■ **Task to complete**: Which lines of the data below contain the word "detached"? Extract each of them in full.

■ **Material for the task**:

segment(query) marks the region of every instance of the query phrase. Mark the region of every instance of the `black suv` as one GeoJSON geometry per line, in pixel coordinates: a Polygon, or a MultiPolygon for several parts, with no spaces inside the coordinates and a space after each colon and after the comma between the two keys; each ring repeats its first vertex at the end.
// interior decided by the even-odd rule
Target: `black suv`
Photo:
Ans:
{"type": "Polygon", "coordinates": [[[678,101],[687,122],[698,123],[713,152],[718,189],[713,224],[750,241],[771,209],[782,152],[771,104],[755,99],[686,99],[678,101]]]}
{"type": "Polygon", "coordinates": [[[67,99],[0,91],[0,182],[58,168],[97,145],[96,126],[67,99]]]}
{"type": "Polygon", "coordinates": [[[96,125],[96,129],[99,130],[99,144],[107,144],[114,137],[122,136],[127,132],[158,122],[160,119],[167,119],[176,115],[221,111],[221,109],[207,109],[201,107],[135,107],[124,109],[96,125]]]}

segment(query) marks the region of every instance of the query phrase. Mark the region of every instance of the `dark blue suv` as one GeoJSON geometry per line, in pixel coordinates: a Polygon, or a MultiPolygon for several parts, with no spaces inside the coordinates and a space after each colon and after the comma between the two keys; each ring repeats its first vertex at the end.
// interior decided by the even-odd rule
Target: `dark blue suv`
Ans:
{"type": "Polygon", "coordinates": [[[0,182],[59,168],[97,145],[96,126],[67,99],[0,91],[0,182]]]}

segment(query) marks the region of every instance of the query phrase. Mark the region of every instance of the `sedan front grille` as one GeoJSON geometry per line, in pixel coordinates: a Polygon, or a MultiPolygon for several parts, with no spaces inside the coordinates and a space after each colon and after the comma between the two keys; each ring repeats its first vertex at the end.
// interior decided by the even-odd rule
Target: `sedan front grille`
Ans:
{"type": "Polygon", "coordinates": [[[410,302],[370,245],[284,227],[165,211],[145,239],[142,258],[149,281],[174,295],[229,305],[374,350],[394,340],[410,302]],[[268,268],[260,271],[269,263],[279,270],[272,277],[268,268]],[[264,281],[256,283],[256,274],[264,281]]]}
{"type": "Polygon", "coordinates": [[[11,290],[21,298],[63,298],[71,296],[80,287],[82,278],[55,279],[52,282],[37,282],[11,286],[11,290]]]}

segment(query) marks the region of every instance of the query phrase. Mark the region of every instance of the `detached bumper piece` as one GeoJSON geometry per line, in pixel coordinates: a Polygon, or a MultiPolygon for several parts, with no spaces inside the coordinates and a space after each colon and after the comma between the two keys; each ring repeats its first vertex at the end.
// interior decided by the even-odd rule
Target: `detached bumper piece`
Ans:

■ **Response to this task**:
segment(query) marks the region of every instance of the query phrase. Mark the region of every instance of the `detached bumper piece` as one GeoJSON geometry per line, in pixel coordinates: a Polygon, or a MultiPolygon for several parts, with no spaces inside the coordinates and a space after each colon and after the comma between the two keys; each ring repeats its first vertex at the end.
Target: `detached bumper piece`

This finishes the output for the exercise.